• [Tujuan] Tulis ulang kata demi kata baris-baris catatan berikut, mulai dari baris pertama catatan dan berhenti setelah baris yang memuat "169L1005 185L861 185L851", dengan kedua ujungnya disertakan.

• [Materi yang Disediakan]
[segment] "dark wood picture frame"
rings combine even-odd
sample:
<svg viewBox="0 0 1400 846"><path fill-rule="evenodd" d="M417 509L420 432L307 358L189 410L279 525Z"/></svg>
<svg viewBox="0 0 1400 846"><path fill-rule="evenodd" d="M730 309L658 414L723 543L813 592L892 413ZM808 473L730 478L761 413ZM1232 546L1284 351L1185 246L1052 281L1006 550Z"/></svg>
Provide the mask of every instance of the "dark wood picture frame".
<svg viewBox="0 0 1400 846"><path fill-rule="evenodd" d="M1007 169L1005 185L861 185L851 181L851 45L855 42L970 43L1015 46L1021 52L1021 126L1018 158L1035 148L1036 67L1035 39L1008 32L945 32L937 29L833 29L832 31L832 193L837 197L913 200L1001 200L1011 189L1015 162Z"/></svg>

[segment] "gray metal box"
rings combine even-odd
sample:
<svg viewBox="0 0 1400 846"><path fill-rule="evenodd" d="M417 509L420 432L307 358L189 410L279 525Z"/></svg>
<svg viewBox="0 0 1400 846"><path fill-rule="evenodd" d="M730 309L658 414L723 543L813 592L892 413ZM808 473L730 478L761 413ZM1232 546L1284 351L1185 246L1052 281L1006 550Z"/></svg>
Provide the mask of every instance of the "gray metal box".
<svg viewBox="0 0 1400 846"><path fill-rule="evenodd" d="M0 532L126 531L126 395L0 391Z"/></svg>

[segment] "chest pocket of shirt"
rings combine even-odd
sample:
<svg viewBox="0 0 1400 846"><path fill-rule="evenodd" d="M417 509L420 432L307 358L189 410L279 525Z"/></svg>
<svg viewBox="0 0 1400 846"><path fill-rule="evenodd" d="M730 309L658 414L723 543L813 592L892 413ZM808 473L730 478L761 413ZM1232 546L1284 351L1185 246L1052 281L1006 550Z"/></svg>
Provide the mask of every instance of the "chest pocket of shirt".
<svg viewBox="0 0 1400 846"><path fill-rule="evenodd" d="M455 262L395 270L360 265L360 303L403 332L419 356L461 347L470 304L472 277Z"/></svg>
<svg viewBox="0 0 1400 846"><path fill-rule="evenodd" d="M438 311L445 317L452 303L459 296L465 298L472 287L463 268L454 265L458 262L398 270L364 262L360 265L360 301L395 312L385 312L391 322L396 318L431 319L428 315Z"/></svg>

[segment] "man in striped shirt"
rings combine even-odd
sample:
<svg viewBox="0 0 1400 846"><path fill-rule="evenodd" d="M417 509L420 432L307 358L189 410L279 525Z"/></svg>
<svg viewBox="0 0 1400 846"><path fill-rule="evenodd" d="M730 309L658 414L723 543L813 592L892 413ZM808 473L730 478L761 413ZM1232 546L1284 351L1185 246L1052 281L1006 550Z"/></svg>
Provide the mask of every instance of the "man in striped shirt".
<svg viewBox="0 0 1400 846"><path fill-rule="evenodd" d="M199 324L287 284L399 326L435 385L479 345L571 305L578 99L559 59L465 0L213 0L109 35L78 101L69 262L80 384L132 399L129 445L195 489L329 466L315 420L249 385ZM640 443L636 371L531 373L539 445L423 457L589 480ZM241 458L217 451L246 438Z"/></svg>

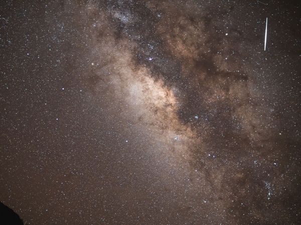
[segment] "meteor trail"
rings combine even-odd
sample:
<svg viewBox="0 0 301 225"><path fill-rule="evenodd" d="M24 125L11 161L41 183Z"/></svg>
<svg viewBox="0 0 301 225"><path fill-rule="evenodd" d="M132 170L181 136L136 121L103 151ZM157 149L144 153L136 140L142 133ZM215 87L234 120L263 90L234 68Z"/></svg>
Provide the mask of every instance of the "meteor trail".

• [Jawaban Latihan]
[segment] "dark wood picture frame"
rings combine even-odd
sample:
<svg viewBox="0 0 1400 846"><path fill-rule="evenodd" d="M417 509L420 432L307 358L189 410L279 525Z"/></svg>
<svg viewBox="0 0 1400 846"><path fill-rule="evenodd" d="M730 309L658 414L723 543L813 592L892 413ZM808 473L730 478L761 413ZM1232 546L1284 351L1185 246L1052 281L1006 550Z"/></svg>
Provide the mask of every instance of the "dark wood picture frame".
<svg viewBox="0 0 1400 846"><path fill-rule="evenodd" d="M1007 169L1005 185L861 185L851 181L851 45L855 42L970 43L1015 46L1021 52L1021 126L1018 158L1035 148L1036 67L1035 39L1008 32L945 32L937 29L833 29L832 31L832 193L837 197L913 200L1001 200L1011 189L1015 162Z"/></svg>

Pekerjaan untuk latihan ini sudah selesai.